* [Task]: Print the range of lines that opens with the line containing "outfit in the photo above." and closes with the last line of the listing. Include both ends; print nothing more.

* [Items]:
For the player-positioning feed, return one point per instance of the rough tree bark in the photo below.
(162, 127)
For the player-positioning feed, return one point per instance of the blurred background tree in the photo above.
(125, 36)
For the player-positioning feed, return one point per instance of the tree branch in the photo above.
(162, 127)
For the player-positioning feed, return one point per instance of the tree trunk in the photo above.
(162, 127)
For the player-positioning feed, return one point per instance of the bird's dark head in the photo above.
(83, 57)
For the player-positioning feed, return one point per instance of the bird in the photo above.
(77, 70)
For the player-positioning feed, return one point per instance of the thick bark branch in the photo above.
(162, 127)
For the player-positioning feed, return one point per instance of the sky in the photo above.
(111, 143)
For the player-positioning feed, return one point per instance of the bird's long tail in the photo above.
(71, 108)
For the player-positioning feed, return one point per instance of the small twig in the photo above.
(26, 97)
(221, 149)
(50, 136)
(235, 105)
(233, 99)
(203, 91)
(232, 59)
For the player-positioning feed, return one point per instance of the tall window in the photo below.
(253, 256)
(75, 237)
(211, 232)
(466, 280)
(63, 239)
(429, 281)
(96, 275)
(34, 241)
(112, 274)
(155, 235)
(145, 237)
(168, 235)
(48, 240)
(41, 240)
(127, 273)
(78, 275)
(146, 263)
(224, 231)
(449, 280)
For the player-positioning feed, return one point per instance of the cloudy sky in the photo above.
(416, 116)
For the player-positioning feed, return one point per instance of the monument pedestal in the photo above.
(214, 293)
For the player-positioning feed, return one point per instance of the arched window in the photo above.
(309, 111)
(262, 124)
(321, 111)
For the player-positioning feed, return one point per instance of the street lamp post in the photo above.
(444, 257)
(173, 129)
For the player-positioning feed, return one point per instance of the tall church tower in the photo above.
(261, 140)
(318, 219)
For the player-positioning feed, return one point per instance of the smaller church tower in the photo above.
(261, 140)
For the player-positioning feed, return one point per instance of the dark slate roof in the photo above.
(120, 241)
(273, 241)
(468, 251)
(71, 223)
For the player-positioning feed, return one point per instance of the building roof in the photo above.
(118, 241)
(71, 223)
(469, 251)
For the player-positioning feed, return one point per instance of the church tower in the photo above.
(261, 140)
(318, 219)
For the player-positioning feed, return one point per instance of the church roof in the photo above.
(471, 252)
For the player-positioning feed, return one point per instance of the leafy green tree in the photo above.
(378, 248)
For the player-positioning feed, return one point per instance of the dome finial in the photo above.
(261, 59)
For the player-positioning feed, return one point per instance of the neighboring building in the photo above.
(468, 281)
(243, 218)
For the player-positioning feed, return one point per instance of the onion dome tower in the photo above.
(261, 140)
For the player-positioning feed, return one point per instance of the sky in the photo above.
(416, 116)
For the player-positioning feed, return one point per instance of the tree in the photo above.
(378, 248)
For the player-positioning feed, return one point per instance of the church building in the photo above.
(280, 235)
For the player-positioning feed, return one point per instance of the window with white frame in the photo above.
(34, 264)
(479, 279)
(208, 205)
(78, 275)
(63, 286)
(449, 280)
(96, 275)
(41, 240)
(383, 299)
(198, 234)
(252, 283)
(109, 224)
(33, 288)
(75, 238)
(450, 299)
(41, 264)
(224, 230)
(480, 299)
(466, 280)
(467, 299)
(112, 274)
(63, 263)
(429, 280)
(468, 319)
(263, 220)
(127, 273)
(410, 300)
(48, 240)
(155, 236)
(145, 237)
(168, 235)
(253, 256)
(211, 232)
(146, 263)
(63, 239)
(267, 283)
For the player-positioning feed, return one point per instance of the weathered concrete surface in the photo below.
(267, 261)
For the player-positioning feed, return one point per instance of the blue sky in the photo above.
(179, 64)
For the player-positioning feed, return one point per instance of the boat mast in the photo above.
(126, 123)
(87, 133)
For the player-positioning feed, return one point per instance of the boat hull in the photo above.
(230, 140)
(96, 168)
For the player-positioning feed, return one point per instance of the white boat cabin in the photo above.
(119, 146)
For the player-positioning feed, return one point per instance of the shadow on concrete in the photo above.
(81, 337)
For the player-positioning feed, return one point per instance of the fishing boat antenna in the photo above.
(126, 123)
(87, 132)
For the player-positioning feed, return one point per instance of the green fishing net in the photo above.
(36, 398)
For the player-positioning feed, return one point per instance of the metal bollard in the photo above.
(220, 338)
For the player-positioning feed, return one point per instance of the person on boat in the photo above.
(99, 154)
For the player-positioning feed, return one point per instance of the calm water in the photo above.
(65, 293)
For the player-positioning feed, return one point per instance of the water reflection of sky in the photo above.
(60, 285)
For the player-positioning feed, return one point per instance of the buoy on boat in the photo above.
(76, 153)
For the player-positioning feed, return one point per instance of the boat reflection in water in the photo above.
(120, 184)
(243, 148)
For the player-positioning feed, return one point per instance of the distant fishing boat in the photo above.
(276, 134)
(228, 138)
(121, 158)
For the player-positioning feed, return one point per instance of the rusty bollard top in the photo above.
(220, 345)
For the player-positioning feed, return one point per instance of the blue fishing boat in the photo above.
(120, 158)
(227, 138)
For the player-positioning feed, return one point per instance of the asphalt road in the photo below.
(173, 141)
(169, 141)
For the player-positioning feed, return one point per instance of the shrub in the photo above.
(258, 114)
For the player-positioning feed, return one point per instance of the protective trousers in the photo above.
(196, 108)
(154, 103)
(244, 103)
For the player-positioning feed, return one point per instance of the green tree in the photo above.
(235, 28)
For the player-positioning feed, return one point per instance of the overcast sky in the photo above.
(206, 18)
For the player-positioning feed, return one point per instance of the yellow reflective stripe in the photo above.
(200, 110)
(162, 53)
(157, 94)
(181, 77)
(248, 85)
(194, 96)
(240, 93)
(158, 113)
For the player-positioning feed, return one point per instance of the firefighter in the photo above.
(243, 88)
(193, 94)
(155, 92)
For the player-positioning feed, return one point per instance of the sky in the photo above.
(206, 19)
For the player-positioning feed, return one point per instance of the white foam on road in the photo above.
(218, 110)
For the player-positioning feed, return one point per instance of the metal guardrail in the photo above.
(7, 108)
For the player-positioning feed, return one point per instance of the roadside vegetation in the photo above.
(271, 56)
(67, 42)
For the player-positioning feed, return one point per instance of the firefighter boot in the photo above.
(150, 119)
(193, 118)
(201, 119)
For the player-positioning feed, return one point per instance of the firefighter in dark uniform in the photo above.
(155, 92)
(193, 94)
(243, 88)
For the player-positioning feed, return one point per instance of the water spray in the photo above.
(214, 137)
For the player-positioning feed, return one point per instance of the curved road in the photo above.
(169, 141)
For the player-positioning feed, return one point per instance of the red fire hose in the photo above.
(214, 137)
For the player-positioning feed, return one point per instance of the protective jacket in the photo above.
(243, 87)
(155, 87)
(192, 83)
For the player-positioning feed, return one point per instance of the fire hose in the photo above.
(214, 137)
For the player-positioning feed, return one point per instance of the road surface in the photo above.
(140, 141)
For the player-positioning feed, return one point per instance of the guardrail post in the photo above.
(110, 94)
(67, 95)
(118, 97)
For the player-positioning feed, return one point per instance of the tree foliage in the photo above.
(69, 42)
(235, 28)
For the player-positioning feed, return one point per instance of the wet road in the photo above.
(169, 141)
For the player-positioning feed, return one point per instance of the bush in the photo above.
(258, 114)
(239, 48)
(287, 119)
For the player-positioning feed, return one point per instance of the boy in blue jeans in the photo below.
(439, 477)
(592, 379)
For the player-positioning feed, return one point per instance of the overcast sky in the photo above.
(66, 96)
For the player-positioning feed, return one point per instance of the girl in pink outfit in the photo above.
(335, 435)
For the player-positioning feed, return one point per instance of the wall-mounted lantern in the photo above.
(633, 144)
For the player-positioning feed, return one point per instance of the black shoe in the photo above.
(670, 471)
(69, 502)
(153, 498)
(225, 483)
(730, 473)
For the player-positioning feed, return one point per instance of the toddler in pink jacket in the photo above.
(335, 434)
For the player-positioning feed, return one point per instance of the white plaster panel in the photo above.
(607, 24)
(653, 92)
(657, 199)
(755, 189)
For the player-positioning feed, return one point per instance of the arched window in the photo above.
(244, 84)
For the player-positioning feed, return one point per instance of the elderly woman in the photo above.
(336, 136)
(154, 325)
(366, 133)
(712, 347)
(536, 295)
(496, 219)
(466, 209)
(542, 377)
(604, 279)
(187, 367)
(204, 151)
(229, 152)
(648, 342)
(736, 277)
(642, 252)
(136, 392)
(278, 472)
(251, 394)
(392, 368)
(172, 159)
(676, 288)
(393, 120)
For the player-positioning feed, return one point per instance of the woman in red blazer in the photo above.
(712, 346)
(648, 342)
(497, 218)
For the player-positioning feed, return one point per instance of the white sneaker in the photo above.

* [Solution for this task]:
For the player-positioning feed, return one point per instance of the girl in pink outfit in the photo above.
(335, 435)
For the player-positioning feed, return one point per instance of the wall-mounted lantern in the photo above.
(633, 144)
For the player-positioning feed, return one point per instance of the black shoe in the photo above.
(670, 471)
(69, 502)
(153, 498)
(225, 483)
(730, 473)
For the player-positioning feed, return one point per instance of the toddler in pink jacket in the photo above.
(335, 434)
For the player-positioning feed, return one point per instance of the white plaster panel in the photo above.
(607, 24)
(653, 92)
(657, 199)
(755, 189)
For the player-positioning feed, return one point per instance of the arched window in the photo above.
(244, 84)
For the player-positioning feed, return one point per instance of the elderly woman in the photo above.
(336, 136)
(154, 325)
(366, 133)
(712, 347)
(536, 295)
(496, 219)
(466, 209)
(542, 377)
(604, 279)
(187, 367)
(204, 151)
(229, 152)
(648, 342)
(736, 277)
(642, 252)
(136, 392)
(278, 472)
(251, 394)
(392, 368)
(172, 159)
(676, 288)
(393, 120)
For the player-positioning feed, return one point per instance of the woman in red blazer in the photo above.
(712, 346)
(648, 342)
(497, 218)
For the player-positioning feed, return one point per instance of the white sneaker in the photo above.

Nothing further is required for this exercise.